▸ **Konum etiketleme verileri**:
━━━━━━━━━━
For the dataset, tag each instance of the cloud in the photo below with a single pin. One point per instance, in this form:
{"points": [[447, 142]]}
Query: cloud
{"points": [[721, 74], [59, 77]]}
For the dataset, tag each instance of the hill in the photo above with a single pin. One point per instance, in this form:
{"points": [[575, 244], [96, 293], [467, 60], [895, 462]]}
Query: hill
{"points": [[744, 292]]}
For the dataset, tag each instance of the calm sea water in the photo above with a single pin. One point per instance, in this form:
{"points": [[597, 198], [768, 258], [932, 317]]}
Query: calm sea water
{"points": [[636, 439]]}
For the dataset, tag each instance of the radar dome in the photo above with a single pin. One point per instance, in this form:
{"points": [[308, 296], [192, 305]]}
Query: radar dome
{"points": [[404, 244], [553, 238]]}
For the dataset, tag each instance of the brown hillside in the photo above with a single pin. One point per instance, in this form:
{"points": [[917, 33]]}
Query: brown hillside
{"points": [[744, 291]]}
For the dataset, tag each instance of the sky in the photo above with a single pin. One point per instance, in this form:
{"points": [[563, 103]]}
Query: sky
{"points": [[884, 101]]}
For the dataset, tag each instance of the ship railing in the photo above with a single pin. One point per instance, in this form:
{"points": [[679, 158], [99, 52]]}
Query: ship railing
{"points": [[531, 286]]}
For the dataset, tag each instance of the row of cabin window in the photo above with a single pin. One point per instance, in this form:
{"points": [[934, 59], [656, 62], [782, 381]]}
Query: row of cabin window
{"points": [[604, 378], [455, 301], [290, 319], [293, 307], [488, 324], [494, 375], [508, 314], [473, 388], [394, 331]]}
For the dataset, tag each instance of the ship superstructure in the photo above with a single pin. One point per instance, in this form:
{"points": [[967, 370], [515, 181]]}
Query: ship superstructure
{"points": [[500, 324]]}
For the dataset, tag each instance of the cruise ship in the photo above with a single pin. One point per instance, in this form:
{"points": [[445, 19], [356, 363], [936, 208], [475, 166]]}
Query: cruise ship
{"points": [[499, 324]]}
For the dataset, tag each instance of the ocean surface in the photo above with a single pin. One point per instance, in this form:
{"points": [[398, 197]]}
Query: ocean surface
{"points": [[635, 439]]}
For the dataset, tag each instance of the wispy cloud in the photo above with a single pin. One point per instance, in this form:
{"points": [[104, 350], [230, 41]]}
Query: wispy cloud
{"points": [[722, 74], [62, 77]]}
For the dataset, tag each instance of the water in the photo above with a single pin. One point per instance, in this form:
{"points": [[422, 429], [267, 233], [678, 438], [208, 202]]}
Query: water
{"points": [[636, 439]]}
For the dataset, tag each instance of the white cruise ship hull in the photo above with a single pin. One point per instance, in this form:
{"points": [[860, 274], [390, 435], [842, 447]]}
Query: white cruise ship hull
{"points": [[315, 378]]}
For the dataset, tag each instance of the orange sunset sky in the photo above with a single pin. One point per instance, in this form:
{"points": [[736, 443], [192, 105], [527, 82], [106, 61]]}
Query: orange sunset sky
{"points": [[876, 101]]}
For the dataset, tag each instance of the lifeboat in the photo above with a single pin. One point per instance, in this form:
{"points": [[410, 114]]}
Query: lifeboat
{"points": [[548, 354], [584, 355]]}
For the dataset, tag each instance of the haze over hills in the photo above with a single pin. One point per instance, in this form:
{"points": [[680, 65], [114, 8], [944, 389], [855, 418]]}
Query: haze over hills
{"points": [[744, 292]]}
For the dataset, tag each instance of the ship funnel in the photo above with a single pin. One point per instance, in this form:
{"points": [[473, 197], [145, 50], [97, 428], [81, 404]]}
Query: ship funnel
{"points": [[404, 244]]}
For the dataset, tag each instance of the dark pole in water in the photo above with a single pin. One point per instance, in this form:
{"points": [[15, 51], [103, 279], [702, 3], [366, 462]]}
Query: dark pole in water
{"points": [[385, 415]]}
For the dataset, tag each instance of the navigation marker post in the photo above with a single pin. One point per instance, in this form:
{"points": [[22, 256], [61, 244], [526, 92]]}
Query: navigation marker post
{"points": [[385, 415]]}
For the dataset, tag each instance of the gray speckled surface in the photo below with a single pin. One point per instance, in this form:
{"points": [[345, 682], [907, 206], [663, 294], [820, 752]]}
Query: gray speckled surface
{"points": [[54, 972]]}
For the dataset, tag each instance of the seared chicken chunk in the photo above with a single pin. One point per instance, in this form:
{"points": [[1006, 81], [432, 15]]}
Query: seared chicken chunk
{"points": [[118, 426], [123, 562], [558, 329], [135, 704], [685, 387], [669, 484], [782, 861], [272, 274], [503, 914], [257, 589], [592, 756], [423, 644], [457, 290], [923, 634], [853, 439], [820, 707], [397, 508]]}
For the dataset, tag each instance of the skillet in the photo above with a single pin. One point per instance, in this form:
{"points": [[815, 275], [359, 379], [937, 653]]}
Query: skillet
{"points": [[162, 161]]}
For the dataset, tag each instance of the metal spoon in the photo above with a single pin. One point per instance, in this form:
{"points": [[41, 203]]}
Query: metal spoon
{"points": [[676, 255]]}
━━━━━━━━━━
▸ **Yapılacak iş**:
Yukarıdaki verilerde "For the dataset, tag each instance of the metal" ifadesinin geçtiği satırdan başlayıp verilerin sonuna kadar uzanan satırları, her iki uç dahil olmak üzere, hiçbir değişiklik yapmadan tekrarlayın.

▸ **Alıştırmanın yanıtı**:
For the dataset, tag each instance of the metal spoon in the photo above with a single pin. One point per instance, in this form:
{"points": [[41, 203]]}
Query: metal spoon
{"points": [[676, 255]]}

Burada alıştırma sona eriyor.